Within the entries below, every line containing "grille" is to be copied.
--- GIVEN RECORDS Enclosed Below ---
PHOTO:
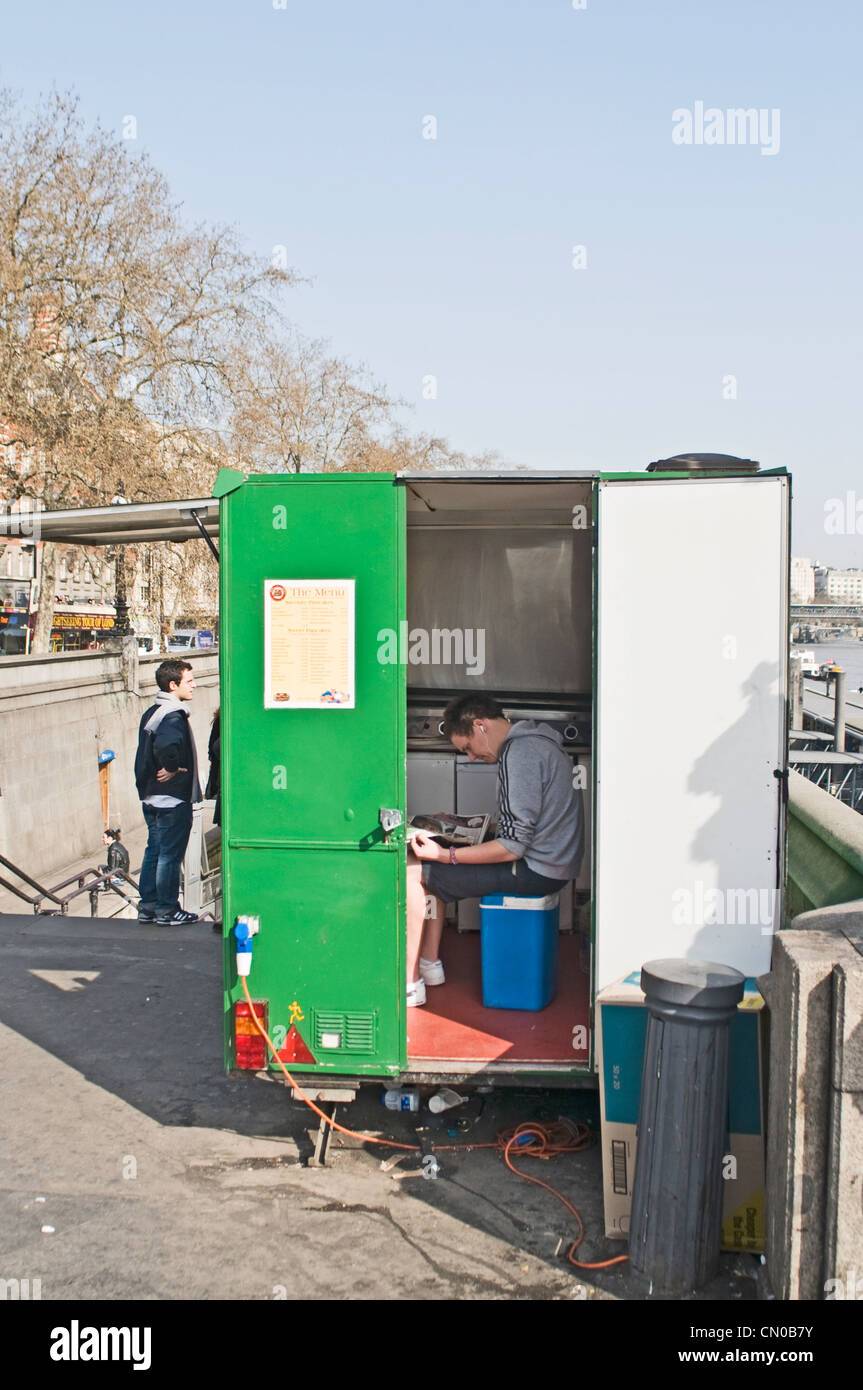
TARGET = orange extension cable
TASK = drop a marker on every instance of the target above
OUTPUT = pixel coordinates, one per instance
(546, 1141)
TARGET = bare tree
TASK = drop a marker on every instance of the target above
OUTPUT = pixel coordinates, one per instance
(299, 409)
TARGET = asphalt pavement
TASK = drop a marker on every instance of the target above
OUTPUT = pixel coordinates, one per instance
(132, 1168)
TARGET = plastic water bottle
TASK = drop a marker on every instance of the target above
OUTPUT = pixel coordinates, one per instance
(445, 1100)
(402, 1098)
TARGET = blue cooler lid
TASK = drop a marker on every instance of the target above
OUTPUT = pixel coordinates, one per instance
(505, 900)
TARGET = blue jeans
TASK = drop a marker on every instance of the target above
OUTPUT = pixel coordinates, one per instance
(168, 836)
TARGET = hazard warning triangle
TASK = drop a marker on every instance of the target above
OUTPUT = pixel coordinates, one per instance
(295, 1050)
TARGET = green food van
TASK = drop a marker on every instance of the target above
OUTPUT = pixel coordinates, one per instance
(642, 615)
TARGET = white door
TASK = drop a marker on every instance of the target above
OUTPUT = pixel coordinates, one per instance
(692, 648)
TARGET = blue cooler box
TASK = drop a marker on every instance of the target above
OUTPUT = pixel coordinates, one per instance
(519, 951)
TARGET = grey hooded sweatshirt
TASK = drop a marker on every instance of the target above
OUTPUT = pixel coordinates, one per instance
(539, 812)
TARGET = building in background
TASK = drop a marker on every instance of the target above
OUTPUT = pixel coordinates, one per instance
(802, 580)
(838, 585)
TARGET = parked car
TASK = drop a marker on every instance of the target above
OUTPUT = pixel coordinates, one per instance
(191, 640)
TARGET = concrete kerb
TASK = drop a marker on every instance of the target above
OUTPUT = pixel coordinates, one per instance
(815, 1123)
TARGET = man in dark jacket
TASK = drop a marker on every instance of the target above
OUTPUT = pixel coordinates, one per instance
(166, 773)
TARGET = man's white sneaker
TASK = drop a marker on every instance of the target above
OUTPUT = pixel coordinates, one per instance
(431, 972)
(416, 994)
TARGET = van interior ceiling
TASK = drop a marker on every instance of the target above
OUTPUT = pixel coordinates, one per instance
(499, 577)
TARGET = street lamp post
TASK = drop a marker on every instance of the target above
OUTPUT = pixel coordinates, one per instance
(121, 608)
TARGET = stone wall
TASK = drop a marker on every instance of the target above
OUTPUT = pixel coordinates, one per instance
(57, 713)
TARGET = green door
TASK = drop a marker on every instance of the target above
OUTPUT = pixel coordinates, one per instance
(313, 751)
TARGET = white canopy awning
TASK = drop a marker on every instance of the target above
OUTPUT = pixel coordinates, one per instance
(118, 524)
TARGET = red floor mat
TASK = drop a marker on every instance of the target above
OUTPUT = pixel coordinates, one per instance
(456, 1027)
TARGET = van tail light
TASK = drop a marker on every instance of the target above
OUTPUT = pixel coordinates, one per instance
(250, 1047)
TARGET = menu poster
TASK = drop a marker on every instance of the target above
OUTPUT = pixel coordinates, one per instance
(309, 644)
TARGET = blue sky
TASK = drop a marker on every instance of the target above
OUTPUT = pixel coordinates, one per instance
(453, 257)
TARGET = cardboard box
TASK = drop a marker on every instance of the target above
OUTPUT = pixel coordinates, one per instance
(621, 1025)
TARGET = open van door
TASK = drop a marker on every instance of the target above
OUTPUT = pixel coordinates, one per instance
(313, 754)
(692, 651)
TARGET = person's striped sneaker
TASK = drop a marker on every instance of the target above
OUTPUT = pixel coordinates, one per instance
(178, 919)
(432, 972)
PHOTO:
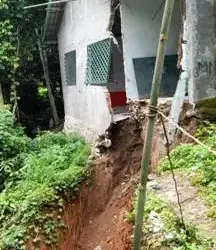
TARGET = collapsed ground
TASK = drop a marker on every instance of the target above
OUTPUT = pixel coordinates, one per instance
(44, 205)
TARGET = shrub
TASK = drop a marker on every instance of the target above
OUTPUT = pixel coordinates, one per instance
(37, 174)
(199, 161)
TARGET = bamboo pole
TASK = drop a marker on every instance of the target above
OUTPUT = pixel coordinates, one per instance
(165, 26)
(45, 4)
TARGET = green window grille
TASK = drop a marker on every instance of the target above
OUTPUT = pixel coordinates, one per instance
(99, 57)
(70, 67)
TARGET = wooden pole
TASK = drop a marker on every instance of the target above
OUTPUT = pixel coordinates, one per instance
(44, 61)
(165, 26)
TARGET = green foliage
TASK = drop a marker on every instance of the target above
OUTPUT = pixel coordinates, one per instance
(40, 173)
(162, 229)
(200, 162)
(13, 146)
(12, 138)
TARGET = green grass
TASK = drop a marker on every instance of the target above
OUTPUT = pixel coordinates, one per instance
(162, 229)
(199, 162)
(37, 177)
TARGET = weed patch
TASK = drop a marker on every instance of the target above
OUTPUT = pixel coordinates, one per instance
(162, 229)
(199, 162)
(38, 175)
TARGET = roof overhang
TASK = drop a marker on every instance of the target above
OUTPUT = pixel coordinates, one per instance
(53, 18)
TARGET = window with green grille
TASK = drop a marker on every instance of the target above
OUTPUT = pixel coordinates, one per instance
(99, 57)
(70, 67)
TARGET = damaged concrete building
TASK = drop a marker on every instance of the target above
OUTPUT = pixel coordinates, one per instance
(107, 53)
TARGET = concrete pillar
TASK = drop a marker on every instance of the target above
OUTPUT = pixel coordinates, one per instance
(199, 51)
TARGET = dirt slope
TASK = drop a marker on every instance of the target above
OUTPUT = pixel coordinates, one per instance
(96, 217)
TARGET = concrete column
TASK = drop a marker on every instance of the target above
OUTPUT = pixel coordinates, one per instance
(199, 52)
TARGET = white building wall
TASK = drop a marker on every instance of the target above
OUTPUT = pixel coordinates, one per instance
(141, 35)
(84, 22)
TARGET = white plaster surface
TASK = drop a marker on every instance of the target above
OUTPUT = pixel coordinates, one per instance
(199, 52)
(84, 22)
(141, 35)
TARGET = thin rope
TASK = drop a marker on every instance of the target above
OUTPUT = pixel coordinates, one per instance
(155, 109)
(186, 133)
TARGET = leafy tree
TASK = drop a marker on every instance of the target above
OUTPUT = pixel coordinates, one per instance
(20, 54)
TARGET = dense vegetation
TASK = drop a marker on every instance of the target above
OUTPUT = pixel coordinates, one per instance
(162, 229)
(35, 177)
(199, 162)
(22, 78)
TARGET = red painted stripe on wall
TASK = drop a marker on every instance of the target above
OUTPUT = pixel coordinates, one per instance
(118, 99)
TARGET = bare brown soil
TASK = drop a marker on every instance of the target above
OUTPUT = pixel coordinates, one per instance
(96, 218)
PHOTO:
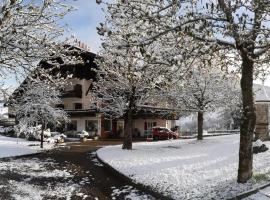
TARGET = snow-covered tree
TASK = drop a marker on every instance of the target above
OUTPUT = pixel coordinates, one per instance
(207, 88)
(128, 74)
(36, 106)
(29, 33)
(239, 28)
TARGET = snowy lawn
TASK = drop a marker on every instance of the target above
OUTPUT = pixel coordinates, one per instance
(16, 147)
(188, 169)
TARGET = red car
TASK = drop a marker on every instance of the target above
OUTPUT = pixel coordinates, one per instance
(162, 133)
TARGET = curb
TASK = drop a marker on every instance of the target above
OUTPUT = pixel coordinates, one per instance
(22, 156)
(142, 187)
(249, 192)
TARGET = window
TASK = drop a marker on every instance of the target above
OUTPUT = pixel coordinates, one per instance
(72, 126)
(77, 106)
(91, 126)
(149, 125)
(60, 106)
(107, 125)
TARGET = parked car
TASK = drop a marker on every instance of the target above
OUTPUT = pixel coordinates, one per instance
(162, 133)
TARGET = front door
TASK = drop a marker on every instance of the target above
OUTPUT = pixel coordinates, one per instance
(120, 129)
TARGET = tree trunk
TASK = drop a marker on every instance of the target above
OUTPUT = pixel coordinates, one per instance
(127, 143)
(248, 121)
(42, 136)
(200, 125)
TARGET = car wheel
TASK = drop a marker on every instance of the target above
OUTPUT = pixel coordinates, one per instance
(156, 138)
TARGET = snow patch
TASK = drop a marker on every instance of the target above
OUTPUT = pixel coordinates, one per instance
(187, 169)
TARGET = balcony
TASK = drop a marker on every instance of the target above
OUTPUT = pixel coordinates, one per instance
(82, 112)
(76, 92)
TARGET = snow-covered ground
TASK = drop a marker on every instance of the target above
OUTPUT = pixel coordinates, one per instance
(188, 169)
(15, 147)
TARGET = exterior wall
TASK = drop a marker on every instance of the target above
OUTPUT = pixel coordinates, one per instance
(262, 121)
(82, 120)
(139, 124)
(85, 100)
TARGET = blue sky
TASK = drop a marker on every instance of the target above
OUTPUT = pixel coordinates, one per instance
(84, 20)
(82, 23)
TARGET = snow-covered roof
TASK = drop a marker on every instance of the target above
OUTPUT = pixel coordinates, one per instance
(262, 93)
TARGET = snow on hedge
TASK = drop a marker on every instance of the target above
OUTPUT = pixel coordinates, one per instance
(16, 147)
(187, 169)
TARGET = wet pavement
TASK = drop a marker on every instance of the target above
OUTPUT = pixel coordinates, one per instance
--- End of Enclosed GIVEN RECORDS ---
| RESPONSE FOR THIS EXERCISE |
TARGET = green window grille
TARGET = window with green grille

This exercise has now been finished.